-- begin Input --
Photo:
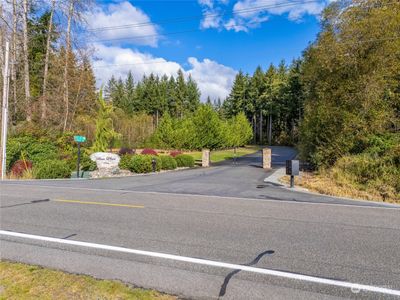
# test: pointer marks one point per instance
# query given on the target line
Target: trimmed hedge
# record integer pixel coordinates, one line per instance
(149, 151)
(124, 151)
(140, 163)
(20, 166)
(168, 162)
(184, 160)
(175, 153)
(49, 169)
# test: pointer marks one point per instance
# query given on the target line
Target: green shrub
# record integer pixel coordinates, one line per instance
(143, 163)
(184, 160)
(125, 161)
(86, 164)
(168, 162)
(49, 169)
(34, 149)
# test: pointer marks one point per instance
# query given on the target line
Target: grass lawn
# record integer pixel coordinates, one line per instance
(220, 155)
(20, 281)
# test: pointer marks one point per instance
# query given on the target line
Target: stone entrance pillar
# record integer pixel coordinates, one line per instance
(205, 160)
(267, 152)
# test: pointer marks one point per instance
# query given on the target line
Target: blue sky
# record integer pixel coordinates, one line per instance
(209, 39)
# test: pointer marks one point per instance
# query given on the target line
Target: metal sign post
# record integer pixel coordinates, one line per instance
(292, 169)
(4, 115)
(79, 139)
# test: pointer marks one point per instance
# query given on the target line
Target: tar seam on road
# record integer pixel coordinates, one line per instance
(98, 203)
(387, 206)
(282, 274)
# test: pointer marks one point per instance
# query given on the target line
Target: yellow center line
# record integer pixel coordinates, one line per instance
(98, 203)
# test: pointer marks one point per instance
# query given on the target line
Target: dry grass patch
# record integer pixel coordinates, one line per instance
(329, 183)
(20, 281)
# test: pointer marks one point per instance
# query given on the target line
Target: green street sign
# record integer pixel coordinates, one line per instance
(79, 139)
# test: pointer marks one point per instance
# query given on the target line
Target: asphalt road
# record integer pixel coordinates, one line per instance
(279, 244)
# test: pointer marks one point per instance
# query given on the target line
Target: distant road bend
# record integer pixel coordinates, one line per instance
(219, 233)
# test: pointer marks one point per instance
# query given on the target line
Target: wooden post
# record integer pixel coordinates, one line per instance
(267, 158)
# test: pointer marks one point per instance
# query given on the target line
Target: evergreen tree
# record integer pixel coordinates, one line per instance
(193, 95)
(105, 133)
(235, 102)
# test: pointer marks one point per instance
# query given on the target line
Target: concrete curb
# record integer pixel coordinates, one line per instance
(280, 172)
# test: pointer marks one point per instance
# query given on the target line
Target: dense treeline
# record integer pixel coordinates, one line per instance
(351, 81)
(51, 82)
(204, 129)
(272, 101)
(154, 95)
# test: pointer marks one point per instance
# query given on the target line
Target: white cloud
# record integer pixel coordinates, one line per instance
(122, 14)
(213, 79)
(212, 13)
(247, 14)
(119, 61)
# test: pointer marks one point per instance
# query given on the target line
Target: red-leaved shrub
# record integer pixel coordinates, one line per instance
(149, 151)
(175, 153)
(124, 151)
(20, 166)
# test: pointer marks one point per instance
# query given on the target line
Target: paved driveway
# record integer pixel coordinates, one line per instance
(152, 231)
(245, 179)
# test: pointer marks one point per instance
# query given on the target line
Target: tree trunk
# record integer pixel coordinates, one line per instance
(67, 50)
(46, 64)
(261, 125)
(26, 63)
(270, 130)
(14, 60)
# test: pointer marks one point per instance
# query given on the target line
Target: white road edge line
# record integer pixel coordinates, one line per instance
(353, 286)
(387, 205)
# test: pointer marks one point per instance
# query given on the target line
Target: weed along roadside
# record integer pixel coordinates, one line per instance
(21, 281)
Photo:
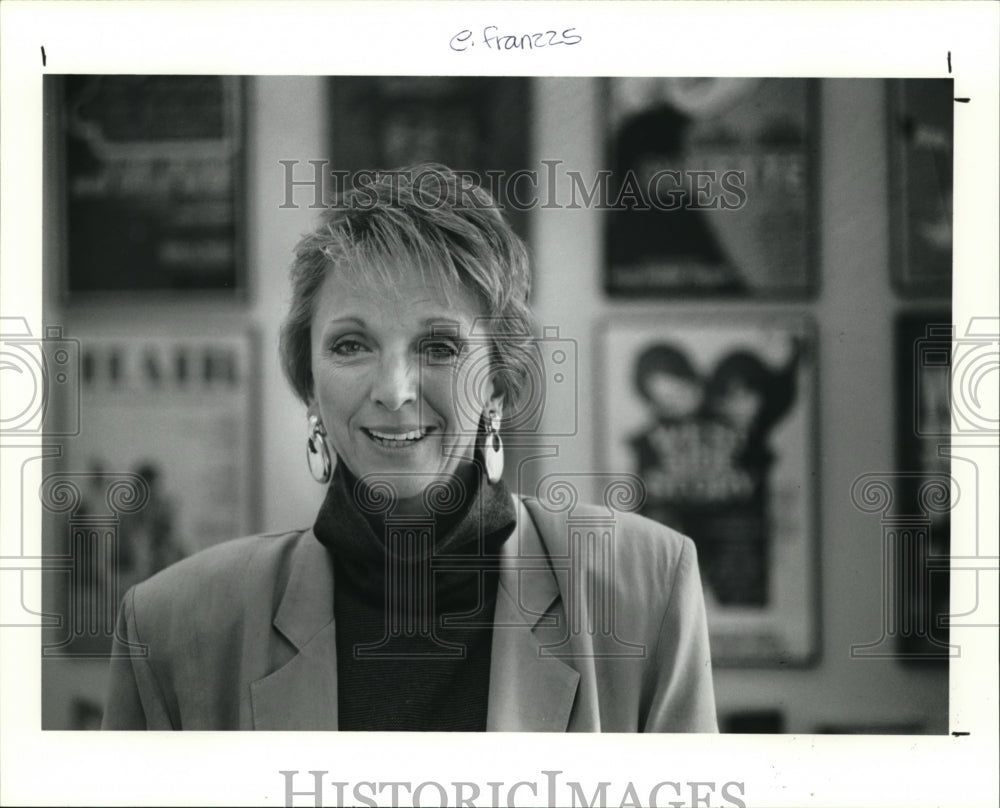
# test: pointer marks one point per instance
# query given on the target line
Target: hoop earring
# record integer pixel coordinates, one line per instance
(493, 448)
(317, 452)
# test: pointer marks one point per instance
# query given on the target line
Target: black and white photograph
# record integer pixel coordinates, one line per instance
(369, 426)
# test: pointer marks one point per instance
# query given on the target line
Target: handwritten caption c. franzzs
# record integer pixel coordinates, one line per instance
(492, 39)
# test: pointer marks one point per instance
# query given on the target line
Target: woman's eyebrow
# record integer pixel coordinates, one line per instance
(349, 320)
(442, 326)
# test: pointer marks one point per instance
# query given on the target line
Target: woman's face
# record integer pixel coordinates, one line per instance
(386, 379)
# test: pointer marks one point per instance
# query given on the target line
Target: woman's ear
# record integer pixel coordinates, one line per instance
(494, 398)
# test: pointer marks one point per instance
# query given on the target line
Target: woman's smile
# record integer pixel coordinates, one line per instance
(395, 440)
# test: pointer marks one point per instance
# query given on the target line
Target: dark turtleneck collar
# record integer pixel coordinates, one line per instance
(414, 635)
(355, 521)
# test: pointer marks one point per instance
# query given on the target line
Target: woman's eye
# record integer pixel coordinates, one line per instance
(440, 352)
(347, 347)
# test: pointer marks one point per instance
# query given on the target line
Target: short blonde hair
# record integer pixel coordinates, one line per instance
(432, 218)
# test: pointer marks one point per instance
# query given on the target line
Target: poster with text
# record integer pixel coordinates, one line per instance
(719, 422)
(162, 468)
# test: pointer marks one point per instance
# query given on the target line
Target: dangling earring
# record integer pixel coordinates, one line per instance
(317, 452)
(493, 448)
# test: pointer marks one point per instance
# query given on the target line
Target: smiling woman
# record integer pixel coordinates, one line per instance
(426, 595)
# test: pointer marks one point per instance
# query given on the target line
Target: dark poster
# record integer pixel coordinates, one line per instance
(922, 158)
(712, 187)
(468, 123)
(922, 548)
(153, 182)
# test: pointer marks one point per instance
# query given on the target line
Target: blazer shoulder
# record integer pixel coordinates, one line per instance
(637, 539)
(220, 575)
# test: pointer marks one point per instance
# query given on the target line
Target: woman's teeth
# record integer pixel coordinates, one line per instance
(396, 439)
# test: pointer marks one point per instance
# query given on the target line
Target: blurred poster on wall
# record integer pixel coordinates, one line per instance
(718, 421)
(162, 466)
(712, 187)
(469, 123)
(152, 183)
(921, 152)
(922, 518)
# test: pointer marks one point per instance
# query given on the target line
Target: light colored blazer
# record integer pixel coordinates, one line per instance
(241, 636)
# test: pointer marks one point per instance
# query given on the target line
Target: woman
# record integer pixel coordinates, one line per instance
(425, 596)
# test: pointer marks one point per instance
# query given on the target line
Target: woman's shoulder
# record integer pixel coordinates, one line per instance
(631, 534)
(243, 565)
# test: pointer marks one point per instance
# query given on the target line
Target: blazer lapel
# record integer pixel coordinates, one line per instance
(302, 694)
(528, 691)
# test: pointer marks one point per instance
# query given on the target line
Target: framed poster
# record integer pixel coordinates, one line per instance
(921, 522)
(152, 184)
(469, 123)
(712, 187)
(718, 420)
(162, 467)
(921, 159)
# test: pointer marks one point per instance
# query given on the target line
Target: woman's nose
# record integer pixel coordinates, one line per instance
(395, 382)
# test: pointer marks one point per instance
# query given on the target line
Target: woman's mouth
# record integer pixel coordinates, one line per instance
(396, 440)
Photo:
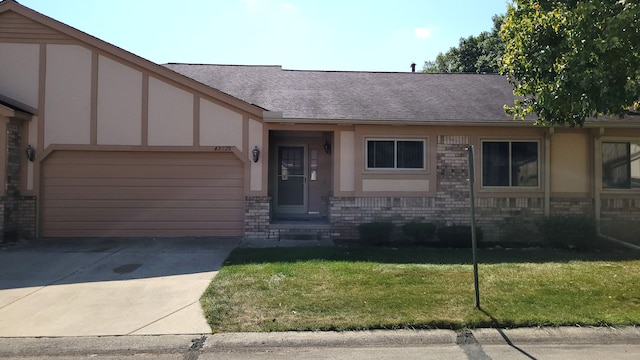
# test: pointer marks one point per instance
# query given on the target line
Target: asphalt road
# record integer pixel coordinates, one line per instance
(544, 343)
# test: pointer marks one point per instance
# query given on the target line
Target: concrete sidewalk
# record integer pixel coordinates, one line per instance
-- end Input --
-- begin Input --
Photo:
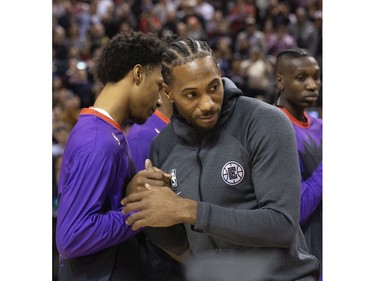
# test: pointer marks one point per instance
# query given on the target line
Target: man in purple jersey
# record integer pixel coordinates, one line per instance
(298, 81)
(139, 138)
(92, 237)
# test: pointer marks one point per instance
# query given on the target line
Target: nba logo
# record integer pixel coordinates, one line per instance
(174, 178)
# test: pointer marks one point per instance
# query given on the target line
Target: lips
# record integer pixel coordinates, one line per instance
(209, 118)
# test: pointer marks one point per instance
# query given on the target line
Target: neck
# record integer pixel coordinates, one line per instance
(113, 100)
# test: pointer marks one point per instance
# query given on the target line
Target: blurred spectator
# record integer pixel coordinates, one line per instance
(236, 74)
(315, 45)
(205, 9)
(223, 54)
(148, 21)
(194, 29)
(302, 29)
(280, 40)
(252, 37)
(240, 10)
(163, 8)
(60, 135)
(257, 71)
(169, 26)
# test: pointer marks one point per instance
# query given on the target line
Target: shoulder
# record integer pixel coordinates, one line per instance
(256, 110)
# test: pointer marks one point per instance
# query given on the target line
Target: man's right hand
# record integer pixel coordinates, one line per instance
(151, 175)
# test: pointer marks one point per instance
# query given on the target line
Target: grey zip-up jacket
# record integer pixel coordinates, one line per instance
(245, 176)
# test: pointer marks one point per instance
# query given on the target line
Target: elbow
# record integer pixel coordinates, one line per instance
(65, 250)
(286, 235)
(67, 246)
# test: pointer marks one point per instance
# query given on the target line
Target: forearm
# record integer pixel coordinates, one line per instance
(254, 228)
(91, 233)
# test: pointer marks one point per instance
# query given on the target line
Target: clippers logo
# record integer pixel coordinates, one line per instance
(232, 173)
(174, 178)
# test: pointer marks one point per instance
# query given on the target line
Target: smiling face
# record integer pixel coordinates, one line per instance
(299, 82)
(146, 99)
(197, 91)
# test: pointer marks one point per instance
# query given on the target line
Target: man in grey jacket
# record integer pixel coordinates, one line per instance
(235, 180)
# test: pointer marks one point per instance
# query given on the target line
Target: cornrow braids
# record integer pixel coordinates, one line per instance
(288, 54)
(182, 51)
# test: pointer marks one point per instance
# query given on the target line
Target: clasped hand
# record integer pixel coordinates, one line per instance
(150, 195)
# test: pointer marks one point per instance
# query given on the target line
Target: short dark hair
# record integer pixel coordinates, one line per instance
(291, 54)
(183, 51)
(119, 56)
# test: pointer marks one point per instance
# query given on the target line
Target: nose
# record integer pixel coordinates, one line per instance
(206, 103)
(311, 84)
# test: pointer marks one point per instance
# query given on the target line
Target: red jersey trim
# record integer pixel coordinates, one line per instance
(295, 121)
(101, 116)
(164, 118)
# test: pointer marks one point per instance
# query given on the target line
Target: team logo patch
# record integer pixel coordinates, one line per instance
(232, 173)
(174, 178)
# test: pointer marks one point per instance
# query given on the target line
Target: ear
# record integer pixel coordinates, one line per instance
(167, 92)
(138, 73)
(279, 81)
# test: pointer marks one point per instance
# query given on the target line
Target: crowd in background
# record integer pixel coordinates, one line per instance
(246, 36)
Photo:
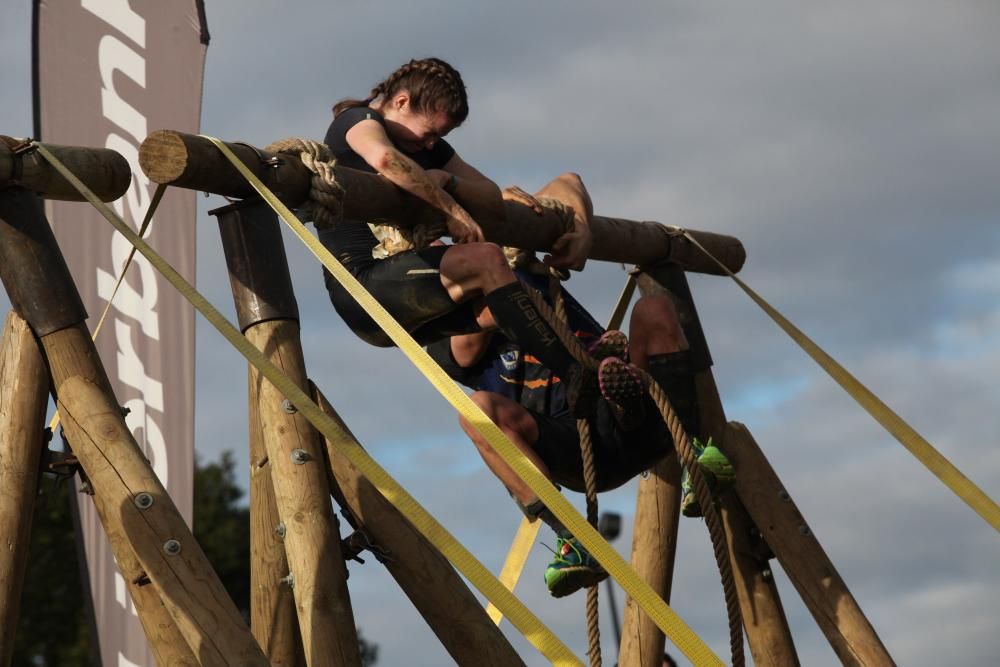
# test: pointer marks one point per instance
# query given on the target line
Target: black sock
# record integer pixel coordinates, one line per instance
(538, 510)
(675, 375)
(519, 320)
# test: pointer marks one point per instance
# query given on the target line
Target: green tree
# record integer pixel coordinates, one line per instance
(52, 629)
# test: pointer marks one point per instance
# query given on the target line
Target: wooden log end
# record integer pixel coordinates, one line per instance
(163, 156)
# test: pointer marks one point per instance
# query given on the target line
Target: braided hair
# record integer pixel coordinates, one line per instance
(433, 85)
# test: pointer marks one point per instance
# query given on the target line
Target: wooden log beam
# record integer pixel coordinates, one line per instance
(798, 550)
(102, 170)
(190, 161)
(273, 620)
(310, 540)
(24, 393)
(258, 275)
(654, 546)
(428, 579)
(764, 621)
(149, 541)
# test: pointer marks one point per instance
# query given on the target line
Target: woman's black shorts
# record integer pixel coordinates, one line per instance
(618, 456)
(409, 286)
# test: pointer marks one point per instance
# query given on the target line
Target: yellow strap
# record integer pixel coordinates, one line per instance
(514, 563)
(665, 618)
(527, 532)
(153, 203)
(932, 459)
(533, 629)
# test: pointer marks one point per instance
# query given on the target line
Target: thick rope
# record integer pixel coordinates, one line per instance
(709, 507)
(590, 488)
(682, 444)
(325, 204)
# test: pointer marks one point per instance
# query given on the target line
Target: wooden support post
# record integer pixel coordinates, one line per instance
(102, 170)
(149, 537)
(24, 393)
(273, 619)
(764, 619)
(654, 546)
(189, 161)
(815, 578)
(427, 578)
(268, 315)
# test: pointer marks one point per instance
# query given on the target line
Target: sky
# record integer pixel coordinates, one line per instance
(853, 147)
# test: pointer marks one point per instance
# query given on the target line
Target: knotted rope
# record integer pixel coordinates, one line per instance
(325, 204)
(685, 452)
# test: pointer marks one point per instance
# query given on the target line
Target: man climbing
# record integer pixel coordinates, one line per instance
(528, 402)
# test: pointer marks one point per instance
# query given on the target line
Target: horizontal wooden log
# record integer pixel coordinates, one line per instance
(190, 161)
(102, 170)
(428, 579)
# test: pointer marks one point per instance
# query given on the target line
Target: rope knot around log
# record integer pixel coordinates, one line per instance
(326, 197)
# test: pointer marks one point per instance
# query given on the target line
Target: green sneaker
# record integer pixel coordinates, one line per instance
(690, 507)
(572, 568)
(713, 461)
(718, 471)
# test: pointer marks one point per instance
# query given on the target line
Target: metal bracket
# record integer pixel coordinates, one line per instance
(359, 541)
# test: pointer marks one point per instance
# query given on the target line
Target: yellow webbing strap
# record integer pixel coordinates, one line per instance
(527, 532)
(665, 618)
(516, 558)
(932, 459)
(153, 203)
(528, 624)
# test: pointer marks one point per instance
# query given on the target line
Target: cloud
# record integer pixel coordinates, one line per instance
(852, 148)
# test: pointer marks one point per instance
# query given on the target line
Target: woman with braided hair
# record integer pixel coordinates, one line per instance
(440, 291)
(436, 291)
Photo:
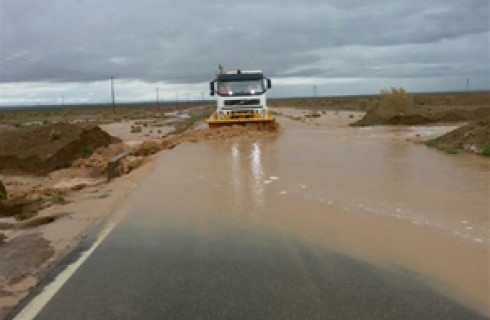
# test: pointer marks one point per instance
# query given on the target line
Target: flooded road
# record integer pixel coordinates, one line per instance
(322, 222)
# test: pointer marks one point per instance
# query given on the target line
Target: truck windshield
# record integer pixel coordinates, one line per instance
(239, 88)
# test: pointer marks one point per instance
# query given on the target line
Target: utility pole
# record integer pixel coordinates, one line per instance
-- end Input --
> Problem statement
Gather every line of the material above that contains the word "white" and copy each one out in full.

> Response for this exercise
Target: white cloud
Target: white road edge line
Target: black and white photograph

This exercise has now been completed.